### Problem statement
In the records, switch "single dot" to "single point" in the lines from the one holding "out the man in" through the one holding "[(324, 509)]", inclusive. Return only those lines, with nothing else changed.

### Provided data
┄┄┄┄┄┄┄┄┄┄
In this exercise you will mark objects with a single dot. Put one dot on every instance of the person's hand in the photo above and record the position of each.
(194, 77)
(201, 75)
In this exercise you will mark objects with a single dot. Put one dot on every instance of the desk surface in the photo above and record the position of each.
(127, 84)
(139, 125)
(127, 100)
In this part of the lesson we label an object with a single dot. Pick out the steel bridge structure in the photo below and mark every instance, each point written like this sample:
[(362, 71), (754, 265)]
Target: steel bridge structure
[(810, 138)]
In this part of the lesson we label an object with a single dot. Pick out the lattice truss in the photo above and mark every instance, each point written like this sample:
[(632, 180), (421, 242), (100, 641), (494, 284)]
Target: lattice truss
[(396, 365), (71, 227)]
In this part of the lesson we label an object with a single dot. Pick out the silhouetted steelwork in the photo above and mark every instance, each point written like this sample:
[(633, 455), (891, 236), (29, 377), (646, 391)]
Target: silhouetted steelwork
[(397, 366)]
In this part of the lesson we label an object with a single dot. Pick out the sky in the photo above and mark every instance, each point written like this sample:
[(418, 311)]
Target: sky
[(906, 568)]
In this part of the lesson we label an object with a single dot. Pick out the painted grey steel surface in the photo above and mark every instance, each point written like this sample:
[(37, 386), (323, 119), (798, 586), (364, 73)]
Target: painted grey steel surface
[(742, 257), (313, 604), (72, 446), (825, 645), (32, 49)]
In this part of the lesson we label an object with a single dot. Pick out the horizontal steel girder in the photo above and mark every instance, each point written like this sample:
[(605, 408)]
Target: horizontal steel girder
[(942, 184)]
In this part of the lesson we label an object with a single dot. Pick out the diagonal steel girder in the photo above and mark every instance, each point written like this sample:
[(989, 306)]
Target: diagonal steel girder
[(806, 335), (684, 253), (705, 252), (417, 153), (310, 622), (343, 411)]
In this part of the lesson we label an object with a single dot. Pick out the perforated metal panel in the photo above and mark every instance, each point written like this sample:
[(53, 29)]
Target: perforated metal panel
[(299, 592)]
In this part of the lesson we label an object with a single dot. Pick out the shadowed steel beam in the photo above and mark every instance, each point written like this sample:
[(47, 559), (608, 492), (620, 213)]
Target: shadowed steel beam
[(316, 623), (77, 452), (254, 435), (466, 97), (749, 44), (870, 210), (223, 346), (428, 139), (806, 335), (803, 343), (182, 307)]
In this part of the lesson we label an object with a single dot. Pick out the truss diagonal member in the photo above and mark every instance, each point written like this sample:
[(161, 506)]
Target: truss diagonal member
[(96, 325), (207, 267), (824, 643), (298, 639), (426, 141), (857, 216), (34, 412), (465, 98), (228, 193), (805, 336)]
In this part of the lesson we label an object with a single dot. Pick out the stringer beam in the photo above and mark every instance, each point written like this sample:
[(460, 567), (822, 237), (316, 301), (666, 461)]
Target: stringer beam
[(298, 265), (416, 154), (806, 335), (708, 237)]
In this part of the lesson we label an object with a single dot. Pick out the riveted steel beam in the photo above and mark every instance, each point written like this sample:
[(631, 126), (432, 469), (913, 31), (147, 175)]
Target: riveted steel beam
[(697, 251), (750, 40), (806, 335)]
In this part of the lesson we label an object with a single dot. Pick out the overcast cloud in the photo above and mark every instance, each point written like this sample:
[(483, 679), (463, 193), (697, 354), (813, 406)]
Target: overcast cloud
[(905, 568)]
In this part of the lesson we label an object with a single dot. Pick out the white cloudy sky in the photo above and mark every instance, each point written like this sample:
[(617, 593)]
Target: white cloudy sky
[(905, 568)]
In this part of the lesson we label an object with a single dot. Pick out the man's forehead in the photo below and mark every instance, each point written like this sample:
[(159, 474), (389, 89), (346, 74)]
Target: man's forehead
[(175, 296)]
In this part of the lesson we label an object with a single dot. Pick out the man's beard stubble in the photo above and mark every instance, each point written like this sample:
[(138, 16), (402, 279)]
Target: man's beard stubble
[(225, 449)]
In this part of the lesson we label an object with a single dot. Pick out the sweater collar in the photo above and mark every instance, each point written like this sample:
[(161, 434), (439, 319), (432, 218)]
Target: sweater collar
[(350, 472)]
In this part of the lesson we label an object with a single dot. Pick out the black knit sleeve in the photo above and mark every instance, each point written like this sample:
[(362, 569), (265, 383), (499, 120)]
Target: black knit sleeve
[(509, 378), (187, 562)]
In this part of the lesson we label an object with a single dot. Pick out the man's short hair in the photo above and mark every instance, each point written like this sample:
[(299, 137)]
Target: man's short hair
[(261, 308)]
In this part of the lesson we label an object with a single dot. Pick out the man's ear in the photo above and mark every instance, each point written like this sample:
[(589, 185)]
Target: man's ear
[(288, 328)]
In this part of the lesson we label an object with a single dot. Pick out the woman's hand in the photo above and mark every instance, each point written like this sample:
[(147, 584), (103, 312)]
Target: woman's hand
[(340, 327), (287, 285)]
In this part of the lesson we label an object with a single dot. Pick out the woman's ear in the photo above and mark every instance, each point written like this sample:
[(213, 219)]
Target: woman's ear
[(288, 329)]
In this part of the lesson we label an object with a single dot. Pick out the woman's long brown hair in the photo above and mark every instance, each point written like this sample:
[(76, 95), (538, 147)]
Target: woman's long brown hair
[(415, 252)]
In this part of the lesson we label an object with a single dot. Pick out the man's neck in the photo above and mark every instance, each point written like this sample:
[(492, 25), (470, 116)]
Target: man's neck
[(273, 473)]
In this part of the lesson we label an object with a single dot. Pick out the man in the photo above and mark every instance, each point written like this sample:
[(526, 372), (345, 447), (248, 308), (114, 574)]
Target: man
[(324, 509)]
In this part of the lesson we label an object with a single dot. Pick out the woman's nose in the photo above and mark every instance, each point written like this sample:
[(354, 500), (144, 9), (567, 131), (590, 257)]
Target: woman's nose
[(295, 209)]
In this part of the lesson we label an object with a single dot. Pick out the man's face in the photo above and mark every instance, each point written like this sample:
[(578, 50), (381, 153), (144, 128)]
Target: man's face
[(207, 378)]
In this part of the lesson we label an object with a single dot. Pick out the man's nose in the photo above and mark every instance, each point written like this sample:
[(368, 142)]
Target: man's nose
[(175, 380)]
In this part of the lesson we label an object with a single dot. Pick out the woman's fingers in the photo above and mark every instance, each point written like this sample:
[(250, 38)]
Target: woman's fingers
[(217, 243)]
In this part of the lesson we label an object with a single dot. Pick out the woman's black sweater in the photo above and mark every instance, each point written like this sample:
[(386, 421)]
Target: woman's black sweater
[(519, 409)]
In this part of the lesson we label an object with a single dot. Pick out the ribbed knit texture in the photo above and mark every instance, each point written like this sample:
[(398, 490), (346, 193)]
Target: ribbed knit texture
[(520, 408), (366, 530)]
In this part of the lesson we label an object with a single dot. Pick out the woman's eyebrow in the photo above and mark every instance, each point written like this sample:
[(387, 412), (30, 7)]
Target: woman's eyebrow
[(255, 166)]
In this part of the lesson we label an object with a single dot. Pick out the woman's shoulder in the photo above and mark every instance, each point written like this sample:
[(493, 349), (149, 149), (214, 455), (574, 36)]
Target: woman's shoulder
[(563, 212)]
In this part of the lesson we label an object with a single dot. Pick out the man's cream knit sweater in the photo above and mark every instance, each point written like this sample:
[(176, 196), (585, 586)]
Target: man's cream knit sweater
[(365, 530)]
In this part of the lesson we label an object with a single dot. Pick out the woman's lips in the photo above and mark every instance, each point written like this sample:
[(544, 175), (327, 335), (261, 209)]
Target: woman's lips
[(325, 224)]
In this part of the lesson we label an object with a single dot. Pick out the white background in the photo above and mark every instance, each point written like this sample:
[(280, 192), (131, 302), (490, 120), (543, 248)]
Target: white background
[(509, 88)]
┄┄┄┄┄┄┄┄┄┄
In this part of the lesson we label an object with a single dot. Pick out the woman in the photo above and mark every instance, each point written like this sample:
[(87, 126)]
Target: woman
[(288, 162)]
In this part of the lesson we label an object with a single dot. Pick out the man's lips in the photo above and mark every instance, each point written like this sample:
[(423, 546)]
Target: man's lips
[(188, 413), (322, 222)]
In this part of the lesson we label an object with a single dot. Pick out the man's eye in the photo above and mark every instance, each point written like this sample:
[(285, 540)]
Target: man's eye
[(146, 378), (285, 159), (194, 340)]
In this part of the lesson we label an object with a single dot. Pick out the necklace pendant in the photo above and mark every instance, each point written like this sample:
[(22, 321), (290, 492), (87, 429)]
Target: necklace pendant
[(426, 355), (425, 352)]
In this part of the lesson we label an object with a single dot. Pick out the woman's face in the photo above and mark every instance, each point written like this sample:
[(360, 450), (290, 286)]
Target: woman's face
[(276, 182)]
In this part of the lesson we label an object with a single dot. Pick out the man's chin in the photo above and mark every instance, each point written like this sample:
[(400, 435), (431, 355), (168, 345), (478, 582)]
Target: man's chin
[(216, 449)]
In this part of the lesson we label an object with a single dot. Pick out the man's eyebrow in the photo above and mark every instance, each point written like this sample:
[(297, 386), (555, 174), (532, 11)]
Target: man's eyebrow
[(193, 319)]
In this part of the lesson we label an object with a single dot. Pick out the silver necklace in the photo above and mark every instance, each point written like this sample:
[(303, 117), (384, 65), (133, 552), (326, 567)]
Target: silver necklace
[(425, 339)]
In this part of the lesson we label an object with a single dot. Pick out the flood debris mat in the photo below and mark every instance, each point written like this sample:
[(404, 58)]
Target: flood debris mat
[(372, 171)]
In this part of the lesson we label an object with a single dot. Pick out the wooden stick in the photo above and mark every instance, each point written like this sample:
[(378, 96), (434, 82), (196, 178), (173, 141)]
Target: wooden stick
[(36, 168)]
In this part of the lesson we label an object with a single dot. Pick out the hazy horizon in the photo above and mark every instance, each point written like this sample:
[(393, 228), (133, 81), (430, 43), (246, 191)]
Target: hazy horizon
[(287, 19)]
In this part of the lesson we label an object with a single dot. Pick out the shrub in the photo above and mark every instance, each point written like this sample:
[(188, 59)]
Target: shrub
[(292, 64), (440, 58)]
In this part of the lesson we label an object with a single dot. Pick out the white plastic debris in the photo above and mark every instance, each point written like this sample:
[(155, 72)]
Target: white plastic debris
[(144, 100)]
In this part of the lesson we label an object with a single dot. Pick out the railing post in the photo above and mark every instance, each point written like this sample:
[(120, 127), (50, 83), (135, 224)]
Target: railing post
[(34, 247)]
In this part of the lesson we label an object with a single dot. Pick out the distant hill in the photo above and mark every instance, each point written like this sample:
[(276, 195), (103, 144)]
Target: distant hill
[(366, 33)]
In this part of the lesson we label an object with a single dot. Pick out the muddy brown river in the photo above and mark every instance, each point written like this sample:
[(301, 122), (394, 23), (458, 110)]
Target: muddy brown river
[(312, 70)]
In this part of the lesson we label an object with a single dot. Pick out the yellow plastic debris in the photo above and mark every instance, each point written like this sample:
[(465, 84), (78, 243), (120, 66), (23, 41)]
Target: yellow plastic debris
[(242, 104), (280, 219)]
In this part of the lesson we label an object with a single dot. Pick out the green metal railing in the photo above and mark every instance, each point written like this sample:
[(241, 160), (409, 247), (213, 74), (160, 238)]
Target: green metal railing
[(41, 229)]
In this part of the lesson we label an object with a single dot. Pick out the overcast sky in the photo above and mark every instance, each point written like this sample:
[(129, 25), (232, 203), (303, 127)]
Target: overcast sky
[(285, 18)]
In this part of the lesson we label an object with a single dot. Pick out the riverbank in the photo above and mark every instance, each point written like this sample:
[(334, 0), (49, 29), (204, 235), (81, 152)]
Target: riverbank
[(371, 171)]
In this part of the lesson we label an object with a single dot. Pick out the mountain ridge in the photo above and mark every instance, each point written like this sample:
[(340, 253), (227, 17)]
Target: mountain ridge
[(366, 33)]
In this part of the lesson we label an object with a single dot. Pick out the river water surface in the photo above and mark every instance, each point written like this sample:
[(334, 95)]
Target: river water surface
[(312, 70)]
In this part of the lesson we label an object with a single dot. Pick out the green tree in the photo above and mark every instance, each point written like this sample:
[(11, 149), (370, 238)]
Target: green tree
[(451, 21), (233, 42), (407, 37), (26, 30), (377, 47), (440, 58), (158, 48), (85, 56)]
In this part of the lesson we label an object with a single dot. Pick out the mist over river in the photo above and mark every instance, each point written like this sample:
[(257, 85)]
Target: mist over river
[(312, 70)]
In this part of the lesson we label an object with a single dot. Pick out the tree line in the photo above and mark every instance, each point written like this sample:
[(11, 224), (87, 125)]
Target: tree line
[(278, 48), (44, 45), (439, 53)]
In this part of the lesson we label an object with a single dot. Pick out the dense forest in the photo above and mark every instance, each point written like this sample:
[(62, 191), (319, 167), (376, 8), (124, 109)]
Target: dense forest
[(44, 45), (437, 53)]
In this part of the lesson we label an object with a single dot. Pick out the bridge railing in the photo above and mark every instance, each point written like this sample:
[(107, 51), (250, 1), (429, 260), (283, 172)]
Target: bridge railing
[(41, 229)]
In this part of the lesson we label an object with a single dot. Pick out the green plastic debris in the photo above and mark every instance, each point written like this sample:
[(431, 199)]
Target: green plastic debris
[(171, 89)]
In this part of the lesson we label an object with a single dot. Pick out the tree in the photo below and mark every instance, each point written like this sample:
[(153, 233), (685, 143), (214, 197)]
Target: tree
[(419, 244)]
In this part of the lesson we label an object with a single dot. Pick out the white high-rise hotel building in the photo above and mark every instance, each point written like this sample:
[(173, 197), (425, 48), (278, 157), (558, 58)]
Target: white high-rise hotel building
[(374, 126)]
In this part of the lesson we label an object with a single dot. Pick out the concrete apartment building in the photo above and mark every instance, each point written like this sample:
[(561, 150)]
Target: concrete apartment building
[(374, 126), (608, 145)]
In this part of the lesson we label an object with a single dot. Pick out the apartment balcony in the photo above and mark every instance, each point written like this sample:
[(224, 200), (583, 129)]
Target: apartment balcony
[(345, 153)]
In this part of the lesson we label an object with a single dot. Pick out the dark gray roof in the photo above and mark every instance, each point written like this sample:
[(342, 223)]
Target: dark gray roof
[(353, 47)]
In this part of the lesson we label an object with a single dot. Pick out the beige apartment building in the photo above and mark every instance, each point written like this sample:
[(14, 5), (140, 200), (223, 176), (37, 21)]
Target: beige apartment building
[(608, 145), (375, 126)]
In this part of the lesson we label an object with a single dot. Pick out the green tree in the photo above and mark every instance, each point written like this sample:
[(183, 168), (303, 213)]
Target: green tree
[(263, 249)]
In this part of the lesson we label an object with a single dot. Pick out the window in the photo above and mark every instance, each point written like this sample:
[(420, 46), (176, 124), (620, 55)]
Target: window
┄┄┄┄┄┄┄┄┄┄
### Complete output
In this part of the lesson we label an object with a single point. Pick out the man in the photo above and mark every instance, each point written like this sample:
[(526, 372), (345, 447), (248, 308), (114, 574)]
Target: man
[(324, 509)]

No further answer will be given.